(Natural language region descriptions)
════════
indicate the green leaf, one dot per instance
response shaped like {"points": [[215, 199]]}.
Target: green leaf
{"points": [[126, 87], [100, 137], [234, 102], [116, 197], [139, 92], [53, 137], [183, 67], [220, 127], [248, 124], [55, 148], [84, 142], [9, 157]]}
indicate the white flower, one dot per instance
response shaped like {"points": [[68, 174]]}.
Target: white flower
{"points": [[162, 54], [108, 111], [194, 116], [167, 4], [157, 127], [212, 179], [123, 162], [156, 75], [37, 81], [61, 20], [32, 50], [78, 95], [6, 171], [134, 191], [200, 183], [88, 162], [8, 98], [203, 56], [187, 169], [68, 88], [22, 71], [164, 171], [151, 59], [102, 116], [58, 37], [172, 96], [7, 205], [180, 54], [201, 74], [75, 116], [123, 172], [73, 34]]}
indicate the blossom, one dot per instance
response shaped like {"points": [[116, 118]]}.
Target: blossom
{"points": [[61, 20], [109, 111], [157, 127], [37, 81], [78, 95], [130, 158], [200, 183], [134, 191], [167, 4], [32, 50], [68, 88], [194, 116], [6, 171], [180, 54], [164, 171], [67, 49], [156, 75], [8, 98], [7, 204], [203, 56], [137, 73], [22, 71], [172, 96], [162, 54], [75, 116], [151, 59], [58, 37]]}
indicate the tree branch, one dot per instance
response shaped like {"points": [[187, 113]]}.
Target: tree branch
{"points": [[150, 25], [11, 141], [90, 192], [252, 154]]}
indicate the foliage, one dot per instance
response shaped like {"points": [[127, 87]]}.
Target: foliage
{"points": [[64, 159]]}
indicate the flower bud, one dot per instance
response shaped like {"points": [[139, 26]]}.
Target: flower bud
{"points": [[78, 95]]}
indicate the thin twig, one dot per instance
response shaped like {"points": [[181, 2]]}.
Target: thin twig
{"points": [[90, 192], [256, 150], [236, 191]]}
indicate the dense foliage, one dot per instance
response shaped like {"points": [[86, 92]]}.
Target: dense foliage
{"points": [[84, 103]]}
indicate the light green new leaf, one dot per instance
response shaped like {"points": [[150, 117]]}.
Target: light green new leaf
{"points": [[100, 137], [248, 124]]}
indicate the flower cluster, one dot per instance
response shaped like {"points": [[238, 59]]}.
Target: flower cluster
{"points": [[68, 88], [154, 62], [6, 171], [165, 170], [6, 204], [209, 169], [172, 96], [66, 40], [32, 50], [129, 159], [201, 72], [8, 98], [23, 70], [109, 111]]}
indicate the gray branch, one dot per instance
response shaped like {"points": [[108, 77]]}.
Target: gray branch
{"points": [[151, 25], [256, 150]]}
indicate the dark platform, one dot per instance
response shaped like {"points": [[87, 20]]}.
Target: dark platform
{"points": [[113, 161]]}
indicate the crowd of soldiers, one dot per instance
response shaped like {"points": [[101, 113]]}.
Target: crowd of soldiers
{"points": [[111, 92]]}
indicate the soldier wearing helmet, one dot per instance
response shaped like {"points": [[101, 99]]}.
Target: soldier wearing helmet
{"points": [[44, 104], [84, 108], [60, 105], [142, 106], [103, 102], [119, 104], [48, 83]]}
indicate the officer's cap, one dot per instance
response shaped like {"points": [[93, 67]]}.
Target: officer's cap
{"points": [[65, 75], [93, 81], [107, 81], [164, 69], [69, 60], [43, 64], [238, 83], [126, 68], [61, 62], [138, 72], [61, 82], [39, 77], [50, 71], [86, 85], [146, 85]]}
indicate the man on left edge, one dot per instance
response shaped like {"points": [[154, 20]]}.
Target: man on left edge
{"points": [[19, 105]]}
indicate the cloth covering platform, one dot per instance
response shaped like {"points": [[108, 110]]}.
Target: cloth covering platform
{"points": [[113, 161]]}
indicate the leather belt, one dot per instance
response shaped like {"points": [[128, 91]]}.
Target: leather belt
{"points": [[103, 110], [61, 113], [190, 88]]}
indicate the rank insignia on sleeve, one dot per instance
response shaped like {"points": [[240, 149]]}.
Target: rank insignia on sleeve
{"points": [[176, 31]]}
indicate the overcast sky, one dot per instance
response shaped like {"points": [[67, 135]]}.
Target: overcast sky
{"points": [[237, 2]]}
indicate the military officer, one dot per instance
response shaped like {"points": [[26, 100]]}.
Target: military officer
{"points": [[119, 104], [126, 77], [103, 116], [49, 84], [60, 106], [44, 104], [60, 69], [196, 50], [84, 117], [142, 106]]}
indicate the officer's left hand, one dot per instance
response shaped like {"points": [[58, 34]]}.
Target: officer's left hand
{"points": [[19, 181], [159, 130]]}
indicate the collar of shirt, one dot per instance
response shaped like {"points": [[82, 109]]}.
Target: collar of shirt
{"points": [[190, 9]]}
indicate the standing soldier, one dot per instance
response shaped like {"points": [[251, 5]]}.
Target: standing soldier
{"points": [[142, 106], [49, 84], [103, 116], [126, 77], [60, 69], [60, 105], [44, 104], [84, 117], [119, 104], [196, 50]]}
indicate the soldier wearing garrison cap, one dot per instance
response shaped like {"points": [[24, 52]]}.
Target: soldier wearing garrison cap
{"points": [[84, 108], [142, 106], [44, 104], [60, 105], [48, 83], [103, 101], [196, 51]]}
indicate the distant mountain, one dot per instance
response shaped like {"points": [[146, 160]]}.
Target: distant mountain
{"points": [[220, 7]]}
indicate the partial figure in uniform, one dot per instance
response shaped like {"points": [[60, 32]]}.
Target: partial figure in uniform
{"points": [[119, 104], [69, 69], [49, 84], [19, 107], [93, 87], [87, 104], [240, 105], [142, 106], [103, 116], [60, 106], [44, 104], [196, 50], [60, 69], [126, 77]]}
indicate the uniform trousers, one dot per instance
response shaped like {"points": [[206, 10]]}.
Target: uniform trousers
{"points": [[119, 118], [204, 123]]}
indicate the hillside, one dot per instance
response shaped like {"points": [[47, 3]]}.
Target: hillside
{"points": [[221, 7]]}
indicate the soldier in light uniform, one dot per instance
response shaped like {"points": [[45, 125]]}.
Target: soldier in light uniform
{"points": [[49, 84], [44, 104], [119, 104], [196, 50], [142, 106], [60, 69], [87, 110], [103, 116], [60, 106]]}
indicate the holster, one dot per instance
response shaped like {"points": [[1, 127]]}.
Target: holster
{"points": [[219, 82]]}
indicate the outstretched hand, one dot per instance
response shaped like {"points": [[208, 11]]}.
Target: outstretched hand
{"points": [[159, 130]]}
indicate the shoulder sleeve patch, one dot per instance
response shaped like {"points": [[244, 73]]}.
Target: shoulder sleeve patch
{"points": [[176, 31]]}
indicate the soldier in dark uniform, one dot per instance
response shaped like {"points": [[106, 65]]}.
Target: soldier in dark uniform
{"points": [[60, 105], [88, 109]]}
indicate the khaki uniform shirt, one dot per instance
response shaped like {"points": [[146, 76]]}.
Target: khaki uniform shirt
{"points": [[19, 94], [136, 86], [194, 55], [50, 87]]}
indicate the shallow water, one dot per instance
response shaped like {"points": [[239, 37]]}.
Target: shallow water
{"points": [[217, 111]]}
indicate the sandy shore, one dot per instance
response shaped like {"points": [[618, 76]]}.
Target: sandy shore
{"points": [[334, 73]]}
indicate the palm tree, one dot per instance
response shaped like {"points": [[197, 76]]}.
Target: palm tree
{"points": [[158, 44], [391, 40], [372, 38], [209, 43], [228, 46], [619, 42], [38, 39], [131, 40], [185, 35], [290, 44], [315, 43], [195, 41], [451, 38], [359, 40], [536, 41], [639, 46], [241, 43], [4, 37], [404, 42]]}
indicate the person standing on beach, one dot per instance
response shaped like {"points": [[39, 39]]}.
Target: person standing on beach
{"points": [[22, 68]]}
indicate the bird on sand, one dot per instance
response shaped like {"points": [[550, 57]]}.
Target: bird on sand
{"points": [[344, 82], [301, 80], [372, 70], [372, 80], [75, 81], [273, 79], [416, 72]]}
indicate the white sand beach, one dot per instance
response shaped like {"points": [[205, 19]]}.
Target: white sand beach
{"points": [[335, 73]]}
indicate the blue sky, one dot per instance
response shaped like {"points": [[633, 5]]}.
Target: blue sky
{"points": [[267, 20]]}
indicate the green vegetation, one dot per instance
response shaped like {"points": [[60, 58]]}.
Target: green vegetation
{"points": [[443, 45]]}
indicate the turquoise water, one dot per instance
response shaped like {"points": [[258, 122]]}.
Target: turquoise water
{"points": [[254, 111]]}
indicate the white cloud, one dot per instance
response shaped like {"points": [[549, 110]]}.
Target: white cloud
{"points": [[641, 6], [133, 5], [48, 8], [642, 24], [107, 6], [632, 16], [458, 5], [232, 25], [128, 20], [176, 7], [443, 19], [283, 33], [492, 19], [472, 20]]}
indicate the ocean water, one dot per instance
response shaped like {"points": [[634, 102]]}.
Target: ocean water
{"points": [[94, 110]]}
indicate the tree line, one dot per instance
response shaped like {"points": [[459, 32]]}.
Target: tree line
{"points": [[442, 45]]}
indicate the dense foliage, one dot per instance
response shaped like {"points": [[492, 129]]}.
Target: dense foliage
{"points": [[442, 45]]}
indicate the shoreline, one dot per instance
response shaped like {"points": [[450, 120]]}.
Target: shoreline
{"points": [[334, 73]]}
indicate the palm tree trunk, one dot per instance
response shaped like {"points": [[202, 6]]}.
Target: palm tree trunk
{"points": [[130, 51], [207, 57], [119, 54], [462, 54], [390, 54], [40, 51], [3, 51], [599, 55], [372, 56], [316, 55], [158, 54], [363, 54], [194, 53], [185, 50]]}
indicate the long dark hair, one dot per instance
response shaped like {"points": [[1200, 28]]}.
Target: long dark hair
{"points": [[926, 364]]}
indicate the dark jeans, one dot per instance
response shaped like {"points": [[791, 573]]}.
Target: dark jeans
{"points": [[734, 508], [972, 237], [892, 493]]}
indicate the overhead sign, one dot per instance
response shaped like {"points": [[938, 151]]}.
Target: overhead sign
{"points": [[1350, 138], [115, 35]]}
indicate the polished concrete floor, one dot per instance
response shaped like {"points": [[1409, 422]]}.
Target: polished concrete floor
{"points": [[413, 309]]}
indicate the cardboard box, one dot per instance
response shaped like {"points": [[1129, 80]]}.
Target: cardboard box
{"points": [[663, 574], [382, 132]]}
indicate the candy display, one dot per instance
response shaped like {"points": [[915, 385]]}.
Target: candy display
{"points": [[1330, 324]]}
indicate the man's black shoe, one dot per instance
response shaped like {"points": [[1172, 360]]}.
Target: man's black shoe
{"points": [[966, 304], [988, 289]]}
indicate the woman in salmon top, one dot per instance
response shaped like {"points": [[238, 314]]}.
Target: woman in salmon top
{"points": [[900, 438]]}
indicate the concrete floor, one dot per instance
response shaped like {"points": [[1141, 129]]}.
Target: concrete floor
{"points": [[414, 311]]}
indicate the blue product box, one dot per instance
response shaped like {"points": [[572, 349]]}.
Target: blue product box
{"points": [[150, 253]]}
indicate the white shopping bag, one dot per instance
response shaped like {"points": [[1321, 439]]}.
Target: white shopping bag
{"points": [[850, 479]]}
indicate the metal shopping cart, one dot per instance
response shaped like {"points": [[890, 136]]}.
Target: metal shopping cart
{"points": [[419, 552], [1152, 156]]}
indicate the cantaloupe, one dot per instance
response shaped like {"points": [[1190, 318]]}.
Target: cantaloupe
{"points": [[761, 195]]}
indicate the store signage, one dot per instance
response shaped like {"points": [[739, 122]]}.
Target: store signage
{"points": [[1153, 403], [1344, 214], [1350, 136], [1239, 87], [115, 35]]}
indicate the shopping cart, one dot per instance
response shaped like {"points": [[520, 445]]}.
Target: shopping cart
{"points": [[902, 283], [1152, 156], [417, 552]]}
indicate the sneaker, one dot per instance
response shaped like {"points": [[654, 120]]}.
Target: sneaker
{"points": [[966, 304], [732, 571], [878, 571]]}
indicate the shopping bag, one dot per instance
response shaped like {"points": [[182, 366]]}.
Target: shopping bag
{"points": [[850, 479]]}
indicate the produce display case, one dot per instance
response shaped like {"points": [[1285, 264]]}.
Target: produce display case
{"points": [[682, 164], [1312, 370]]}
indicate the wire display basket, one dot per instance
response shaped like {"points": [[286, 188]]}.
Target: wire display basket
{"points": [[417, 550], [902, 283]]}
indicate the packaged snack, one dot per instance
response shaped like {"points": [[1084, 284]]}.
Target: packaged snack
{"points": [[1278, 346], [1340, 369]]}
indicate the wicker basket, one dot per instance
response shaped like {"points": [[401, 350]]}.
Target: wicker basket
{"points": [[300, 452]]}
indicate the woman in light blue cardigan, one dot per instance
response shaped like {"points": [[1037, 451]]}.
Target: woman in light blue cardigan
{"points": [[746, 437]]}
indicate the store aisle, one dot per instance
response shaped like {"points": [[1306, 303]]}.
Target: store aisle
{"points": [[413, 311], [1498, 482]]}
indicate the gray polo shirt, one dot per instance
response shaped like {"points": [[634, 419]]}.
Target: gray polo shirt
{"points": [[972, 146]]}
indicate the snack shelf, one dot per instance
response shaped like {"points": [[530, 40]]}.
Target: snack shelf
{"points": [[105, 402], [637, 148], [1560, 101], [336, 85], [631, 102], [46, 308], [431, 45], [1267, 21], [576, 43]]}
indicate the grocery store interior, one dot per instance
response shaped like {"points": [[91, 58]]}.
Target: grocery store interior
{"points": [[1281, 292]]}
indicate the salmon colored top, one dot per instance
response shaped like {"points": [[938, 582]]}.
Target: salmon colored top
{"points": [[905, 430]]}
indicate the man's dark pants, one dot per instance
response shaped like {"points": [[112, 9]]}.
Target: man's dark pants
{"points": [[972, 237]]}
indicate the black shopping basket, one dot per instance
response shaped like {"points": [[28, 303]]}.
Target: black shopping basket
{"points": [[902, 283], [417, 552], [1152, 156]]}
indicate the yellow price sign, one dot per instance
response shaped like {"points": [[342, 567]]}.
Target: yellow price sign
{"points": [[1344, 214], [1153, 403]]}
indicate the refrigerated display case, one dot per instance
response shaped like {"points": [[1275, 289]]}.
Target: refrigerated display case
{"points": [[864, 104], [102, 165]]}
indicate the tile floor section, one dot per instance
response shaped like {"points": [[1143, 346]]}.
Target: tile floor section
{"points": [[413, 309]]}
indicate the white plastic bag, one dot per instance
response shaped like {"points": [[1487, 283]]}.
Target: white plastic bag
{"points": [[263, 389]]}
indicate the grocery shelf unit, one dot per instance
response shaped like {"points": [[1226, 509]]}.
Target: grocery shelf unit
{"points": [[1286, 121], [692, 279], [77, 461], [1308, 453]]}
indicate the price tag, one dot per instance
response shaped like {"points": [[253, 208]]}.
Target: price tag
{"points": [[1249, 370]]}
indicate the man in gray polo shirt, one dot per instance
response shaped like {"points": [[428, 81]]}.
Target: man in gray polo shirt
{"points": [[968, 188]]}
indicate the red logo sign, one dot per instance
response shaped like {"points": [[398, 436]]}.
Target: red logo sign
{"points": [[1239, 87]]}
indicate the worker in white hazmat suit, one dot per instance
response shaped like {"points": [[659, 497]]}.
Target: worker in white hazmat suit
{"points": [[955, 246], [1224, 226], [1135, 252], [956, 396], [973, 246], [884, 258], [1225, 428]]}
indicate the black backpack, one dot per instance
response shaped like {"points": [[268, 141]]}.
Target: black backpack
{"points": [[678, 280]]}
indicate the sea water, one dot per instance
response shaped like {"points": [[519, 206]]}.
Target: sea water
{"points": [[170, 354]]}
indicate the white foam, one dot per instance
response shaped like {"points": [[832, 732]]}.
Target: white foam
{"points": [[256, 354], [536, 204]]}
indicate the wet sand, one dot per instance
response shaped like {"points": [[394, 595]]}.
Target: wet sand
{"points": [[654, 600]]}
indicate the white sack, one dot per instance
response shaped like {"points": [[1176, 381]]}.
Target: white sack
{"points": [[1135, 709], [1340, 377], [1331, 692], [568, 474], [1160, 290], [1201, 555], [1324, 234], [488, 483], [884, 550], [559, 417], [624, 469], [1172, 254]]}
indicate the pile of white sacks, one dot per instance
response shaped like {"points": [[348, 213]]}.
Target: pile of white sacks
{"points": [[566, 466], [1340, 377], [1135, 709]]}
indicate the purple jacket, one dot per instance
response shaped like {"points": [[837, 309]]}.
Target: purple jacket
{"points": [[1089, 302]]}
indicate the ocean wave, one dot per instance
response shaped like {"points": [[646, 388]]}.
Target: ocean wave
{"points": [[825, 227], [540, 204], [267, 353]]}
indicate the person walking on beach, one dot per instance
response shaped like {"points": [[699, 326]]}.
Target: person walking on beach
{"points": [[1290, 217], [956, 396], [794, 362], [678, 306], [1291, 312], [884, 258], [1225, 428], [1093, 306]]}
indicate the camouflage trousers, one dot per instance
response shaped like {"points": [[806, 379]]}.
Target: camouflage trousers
════════
Every line above that carries the string "camouflage" should be copied.

▶ **Exercise result**:
indicate the camouflage trousers, one dot per instance
Target: camouflage trousers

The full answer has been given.